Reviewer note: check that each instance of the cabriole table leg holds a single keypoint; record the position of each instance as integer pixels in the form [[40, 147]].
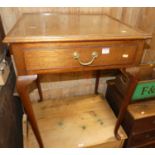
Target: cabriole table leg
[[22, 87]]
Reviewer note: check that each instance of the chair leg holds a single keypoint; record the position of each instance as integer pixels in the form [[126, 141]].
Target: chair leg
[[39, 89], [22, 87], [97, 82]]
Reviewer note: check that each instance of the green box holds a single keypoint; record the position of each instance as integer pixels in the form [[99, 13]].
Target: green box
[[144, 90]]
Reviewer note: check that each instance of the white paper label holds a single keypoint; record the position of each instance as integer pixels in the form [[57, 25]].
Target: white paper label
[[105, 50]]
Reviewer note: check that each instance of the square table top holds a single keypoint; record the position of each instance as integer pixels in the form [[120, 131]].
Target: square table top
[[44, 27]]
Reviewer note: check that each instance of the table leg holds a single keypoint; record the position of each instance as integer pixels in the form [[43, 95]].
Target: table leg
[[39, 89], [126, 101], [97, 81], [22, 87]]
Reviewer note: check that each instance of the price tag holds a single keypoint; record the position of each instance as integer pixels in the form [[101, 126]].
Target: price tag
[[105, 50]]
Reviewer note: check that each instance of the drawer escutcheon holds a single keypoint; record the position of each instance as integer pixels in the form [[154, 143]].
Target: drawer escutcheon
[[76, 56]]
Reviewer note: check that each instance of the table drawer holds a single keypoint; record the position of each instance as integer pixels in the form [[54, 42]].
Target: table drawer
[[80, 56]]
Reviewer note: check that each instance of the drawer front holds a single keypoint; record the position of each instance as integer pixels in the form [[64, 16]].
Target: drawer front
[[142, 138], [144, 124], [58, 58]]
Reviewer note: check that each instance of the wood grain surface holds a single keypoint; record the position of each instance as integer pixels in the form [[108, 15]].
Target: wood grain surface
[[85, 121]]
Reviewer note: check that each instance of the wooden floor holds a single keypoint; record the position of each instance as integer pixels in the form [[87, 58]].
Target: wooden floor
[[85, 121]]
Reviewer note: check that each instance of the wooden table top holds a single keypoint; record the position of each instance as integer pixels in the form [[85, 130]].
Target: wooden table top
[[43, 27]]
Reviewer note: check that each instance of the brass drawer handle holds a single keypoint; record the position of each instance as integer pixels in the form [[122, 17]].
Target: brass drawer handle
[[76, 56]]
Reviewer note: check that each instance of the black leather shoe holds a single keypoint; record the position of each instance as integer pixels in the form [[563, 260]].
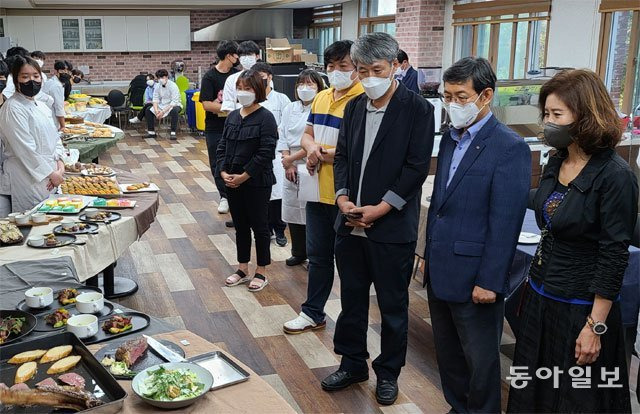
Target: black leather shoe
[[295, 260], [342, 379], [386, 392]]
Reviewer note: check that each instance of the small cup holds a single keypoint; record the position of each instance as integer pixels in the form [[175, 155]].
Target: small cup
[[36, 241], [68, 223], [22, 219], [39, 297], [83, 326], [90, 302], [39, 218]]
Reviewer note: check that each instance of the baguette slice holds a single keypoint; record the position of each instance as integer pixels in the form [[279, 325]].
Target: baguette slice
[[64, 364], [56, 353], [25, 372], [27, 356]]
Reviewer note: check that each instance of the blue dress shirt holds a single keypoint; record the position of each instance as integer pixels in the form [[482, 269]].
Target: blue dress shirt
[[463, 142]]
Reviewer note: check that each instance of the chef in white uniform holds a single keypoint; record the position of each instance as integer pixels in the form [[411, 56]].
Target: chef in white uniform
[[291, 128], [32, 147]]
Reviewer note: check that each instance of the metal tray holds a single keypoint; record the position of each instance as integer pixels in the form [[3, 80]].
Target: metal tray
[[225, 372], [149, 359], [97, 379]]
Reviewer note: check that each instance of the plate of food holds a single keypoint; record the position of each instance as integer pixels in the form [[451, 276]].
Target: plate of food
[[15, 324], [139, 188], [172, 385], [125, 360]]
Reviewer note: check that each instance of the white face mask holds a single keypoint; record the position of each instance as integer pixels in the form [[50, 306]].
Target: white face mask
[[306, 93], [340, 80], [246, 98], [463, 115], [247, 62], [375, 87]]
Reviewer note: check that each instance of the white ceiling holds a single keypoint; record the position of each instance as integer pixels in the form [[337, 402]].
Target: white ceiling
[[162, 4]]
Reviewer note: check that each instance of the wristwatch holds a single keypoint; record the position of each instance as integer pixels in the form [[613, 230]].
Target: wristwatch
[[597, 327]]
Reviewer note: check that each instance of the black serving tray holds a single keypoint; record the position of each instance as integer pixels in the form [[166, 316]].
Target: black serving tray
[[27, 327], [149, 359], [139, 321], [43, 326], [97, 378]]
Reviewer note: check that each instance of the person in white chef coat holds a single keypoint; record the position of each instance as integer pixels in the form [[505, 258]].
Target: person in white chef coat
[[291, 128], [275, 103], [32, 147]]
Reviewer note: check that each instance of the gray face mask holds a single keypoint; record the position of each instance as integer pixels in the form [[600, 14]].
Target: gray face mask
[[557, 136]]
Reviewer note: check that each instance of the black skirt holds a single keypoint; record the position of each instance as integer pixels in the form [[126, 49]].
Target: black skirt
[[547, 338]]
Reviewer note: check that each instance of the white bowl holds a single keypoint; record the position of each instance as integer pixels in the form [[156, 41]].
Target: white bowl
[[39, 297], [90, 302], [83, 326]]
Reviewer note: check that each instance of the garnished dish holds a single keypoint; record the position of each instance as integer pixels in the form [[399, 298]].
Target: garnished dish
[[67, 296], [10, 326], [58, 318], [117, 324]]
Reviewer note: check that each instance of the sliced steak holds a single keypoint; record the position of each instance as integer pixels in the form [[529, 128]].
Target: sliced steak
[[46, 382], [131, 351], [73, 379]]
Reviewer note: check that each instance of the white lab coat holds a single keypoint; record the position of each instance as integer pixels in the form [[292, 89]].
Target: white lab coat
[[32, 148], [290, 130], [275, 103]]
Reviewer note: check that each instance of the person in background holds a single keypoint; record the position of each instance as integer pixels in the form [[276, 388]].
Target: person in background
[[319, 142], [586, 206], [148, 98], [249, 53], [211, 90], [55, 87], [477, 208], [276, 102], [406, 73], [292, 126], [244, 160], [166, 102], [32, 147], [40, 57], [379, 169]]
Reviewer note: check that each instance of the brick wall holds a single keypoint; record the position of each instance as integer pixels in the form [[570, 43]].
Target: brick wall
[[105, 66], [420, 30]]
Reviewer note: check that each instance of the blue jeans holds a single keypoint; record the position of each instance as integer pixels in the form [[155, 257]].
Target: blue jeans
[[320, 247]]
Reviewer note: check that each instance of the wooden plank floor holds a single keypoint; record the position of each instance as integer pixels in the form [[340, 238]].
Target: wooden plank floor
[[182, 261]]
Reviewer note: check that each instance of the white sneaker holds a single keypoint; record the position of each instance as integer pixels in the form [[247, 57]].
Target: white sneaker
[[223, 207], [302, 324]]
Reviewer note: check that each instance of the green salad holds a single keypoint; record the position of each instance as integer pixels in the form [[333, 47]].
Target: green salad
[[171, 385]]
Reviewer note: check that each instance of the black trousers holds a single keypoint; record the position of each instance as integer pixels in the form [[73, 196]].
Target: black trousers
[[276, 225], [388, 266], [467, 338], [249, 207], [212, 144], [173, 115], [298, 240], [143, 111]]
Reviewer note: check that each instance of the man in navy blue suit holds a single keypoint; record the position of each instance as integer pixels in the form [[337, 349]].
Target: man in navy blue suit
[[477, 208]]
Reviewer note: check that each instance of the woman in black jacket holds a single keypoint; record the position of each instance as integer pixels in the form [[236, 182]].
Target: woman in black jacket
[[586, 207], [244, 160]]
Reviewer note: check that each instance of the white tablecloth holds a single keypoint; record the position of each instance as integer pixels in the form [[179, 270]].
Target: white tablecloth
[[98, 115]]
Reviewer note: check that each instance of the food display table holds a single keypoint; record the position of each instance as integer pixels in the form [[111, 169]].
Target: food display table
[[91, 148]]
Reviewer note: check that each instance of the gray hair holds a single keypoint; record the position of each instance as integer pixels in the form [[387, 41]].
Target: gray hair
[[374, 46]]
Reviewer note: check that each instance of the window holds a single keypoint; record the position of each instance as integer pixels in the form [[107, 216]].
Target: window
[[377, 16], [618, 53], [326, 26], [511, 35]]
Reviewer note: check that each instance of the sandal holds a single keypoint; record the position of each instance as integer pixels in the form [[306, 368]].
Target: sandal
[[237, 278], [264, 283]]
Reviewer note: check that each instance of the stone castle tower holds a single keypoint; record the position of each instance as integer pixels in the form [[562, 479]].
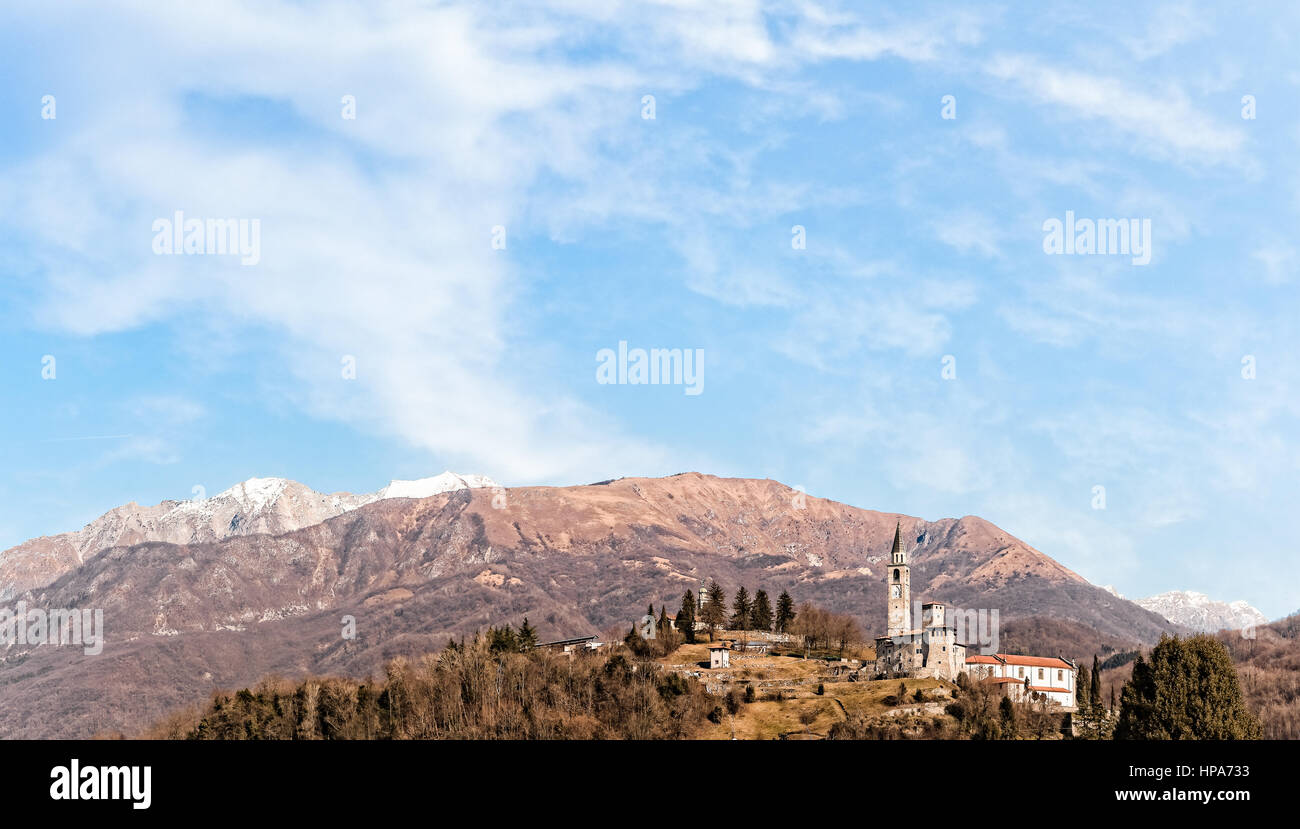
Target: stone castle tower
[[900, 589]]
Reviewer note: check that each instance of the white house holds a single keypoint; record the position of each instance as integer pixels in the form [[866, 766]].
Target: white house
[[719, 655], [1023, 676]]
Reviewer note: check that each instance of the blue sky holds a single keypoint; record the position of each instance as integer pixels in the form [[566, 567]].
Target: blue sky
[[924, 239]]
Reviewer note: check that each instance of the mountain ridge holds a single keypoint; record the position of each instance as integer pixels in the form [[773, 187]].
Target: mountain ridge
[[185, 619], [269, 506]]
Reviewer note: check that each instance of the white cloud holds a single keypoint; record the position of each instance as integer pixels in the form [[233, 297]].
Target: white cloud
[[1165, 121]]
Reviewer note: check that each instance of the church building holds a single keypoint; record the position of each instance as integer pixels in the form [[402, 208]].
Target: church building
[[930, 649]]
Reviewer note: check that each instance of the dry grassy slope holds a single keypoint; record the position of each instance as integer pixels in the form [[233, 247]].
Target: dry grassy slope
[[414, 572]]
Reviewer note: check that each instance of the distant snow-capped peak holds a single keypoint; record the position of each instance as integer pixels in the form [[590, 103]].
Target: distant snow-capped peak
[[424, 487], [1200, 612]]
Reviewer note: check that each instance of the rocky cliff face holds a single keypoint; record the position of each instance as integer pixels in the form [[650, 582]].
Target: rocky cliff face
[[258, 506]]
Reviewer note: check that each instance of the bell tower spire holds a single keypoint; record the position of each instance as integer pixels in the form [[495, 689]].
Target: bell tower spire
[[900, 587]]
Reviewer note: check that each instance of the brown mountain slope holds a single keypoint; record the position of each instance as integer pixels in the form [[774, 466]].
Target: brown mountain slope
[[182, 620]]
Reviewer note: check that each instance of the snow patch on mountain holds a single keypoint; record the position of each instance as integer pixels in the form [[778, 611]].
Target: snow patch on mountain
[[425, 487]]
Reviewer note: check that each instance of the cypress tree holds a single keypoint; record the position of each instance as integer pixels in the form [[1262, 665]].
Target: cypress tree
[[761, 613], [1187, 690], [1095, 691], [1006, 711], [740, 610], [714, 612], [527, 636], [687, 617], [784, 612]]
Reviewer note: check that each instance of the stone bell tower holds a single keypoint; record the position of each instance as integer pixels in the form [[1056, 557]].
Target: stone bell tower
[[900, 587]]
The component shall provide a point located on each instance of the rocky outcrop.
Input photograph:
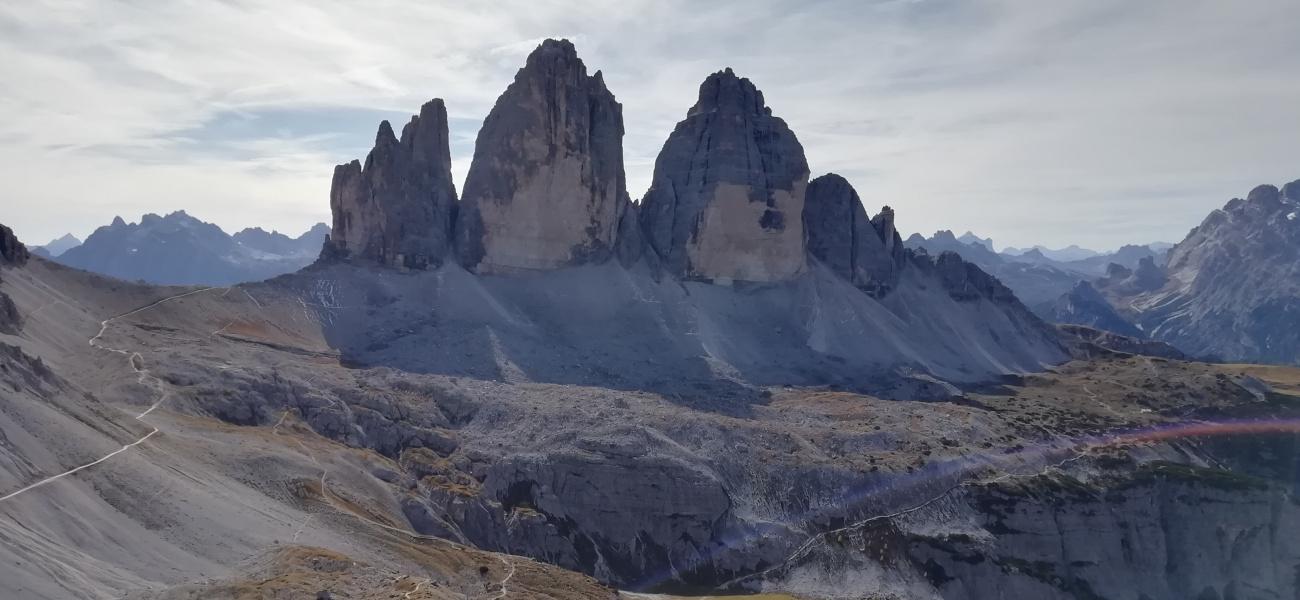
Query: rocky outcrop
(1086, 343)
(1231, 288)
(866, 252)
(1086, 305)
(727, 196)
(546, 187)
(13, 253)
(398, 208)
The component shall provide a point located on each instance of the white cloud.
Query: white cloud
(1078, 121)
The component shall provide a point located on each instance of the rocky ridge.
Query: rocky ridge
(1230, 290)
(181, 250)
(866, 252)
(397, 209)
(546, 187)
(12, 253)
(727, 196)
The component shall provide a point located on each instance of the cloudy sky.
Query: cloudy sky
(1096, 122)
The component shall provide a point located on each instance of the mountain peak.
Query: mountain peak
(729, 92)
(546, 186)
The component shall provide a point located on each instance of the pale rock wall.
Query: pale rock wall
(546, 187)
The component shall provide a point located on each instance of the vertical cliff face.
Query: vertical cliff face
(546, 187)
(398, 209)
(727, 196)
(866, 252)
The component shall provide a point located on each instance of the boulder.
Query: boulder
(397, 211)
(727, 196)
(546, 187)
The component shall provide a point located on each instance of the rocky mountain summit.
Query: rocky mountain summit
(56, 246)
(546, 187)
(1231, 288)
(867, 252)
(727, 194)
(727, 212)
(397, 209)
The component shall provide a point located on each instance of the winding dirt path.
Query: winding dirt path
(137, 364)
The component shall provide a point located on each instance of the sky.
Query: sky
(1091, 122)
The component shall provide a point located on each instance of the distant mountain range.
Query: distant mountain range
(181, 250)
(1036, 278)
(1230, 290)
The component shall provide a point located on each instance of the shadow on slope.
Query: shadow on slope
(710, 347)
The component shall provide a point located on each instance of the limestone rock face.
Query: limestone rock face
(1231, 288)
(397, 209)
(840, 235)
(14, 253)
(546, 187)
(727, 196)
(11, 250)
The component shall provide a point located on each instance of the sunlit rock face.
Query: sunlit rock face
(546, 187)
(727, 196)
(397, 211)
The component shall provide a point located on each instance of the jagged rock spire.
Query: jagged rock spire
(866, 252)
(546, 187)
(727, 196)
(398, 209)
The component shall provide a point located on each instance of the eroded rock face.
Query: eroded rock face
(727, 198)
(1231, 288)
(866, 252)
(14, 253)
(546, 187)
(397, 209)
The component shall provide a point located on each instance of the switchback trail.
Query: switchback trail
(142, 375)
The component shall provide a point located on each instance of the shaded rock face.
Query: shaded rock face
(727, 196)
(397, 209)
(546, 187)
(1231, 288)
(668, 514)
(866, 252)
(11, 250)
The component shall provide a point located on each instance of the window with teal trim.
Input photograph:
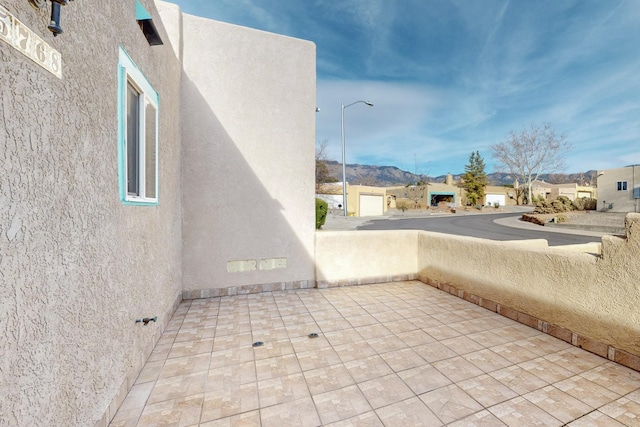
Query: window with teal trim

■ ■ ■

Work order: Set down, exactly as they appear above, all lines from the one that has "Target: brick wall" down to the one that has "Reviewer note: check that each instance of the wooden plank", including those two and no others.

Exercise answer:
Target: brick wall
[[105, 66], [420, 30]]
Reviewer note: check that each instance of the blue jeans holds a single keypoint; record the position of each instance as integer pixels in the form [[155, 257]].
Target: blue jeans
[[320, 247]]
Reviewer note: check that each instance of the wooden plank floor holds a single keypoint; record the position of each instance as integer pixels in the form [[340, 238]].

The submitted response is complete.